**PASSAGE SHOWN:**
## begin

I feel vulnerable and exposed each time I rise and hear the Kaddish uttered from my lips, as my voice fills the room.

In the traditional call and response, the kahal overpowers my voice. I know they are listening to me. Me –  one tiny insignificant mourner among centuries of Jewish mourners around the world.

Humbled and grateful, I take comfort in our togetherness. A daily minyan, where I stand with a group of mourners, who implicitly understand, no questions asked. I march blindly forward in their footsteps, often the youngest in the room. This has the effect of making me feel way too young to have lost my dad.

At our evening services the shliach tzibbur reliably inquires, “Is anyone observing a yahrzeit who would like to speak about their loved one?” Each time I stare blankly back, thinking, “Nope, still a poor schlepper.”

Finally, I learned what I have dubbed “the paragraph.” The talmedei talmedehon of the Kaddish D’Rabbanan.

Though I no longer feel nervous trepidation, sometimes while reciting the Kaddish I still feel as if the poetic Aramaic words are rocks in my mouth, projectile phrases from my throat, lyrics from my grieving soul.

## end

**EXTRACTED MATERIAL:**
## begin

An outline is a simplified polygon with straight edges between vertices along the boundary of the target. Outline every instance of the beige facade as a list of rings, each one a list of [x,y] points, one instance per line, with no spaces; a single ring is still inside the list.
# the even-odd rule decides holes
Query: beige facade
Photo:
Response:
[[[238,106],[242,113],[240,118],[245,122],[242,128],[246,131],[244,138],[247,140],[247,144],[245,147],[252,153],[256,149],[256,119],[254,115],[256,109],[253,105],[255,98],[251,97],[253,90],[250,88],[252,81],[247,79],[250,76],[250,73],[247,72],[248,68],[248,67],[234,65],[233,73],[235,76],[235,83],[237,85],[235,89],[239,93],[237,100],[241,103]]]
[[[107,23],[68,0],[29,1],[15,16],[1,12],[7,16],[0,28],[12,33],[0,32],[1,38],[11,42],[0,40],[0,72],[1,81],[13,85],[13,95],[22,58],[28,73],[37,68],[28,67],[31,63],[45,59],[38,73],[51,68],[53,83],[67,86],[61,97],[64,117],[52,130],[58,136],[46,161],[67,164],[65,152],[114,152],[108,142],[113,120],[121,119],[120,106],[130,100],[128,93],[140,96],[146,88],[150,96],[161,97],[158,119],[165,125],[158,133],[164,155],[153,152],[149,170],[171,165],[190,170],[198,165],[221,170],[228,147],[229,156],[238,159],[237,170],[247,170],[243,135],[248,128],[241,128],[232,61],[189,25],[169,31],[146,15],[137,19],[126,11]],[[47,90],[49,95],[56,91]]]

## end

**TASK REQUIREMENTS:**
- a) Sum up the passage on reciting the Kaddish in two sentences.
- b) In the passage on reciting the Kaddish, what does the shliach tzibbur ask at the evening services?
- c) Extend the passage on reciting the Kaddish beyond its final sentence.

**TASK RESULTS:**
- a) The writer feels vulnerable and exposed when rising to say the Kaddish, yet finds comfort in the togetherness of a daily minyan of mourners, among whom the writer is often the youngest and feels too young to have lost a dad. After finally learning "the paragraph" of the Kaddish D'Rabbanan, the writer no longer feels nervous, though the Aramaic words can still feel like rocks in the mouth.

- b) The shliach tzibbur asks whether anyone observing a yahrzeit would like to speak about their loved one.

- c)
The Kaddish words sometimes come out differently with every recitation. Someone jokingly asked if the words rearranged themselves on the page. I shared that reciting an imperfect Kaddish reminds me that my grief is imperfect. Like the Navajo people, who intentionally weave a flaw into their rugs to show that only a Supreme Being can produce perfection.

The end of my daily Mourner’s Kaddish is here. I have ordered my life around this prayer. I have observed the sun and the moon, the snow and the rain, and the day and the night through the skylight of Gann Chapel. Thinking about and searching for my father. Is he out there somewhere, looking in?

It feels as if a cliff’s precipice awaits me. A leap of faith, knowing that the sages thought we mourners would be okay at the eleven-month mark without the daily scaffolding of coming together briefly in community. Without those snippets of conversation before we return to our daily lives outside these walls.I wish those sages could guide me through the next phases of mourning, of integrating further back into regular life, as I ask: what do I do with my grief now?

Pam Adelstein is an active member of her Boston-area minyan. She is married, has two children, and is on the verge of becoming an empty-nester. She enjoys hiking, yoga and kayaking, and works as a family physician at a community health center. Writing is a way for her to express the emotions around her work and personal experiences, connect with others, and be creative. Her writing can be found at Pulse Voices (search Pam Adelstein), at WBUR, Doximity, and STAT.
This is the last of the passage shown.